■ **TASK TO CARRY OUT**
Rewrite the stretch of the records from the line containing "Tight annotation required. Target: bus windshield." through the line containing "[601,66,622,122]", both included. Keep every line's wording as it is, but offset each bounding box coordinate by adding 125.

■ **DATA ROWS**

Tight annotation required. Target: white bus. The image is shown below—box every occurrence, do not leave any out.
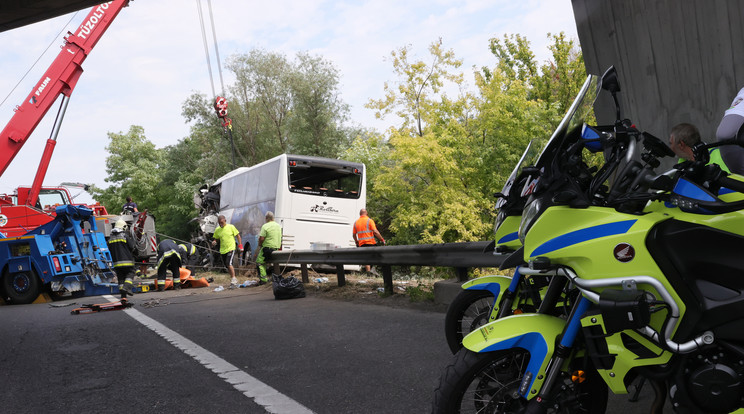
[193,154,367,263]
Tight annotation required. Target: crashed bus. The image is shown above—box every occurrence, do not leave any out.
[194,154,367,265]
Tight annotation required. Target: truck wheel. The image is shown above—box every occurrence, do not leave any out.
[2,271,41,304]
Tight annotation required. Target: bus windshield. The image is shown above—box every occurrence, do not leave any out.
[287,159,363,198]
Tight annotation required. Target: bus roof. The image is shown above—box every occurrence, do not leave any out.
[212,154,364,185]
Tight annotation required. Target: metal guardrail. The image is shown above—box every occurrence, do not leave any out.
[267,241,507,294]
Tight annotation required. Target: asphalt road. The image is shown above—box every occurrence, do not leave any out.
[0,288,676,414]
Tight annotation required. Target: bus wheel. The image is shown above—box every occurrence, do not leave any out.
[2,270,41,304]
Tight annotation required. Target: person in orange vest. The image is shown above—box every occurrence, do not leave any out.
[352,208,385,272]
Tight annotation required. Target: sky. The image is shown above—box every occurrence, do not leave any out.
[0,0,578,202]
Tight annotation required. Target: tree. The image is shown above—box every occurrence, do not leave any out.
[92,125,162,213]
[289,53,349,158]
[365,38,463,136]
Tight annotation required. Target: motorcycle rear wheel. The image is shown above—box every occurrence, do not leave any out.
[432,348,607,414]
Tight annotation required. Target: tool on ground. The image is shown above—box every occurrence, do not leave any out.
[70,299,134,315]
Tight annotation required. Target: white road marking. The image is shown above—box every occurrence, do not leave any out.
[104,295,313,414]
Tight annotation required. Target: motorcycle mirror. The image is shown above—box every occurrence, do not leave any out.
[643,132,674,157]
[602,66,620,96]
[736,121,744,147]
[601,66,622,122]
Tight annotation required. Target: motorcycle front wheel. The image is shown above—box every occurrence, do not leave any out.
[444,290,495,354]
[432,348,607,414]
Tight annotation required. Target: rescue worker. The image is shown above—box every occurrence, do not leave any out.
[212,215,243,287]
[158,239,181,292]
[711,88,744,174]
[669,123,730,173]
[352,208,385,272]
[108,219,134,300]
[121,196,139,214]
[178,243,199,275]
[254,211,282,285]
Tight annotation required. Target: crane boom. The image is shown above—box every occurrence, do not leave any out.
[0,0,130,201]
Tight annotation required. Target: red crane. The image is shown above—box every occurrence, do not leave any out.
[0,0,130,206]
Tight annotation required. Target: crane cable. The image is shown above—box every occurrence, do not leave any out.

■ **TASK ANSWER**
Tight annotation required. Target: bus windshield. The image is shown above—box every occurrence, do not leave any out.
[412,284,488,323]
Tight annotation required. Target: bus roof. The image is shown above—box every occurrence, do not leave any out.
[337,279,489,310]
Tight annotation required. Target: metal guardrail. The image is shown above—box every occurrence, do not leave any out.
[392,366,632,419]
Tight annotation required. Target: asphalt road. The image is shown above—box every occurrence, do not leave any out.
[125,413,801,539]
Tight annotation required. Target: bus wheel. The image is shown above—box every occurrence, do not leave any out.
[127,395,166,429]
Tight annotation required. Target: person in orange vest. The image is shown above—box every occurrence, do not leave any out.
[477,333,510,397]
Tight annotation required. Target: sky. The image is shown above—box every occurrence, do not leave any out.
[125,125,703,327]
Tight annotation required. Target: tree. The image is shown above—box every occurrence, do not leave any out.
[217,250,287,338]
[414,178,474,283]
[490,163,588,261]
Tight annotation required. Target: motorcycle rear wheel. The image is shown above—box every occurrence, do not leave any out.
[557,473,732,539]
Tight annotation required. Target: tool on ground. The image is shown above—box every occurrence, do not leave any out.
[195,424,259,440]
Tight annotation required. Target: white road marking. The image is shown above—box every occurrence, do not leave any out.
[229,420,438,539]
Tight annotation required. Target: motorcycle mirror. The image is shown above—box every occurrence, do not leave any out.
[768,257,799,282]
[727,191,745,221]
[861,246,869,272]
[726,191,747,247]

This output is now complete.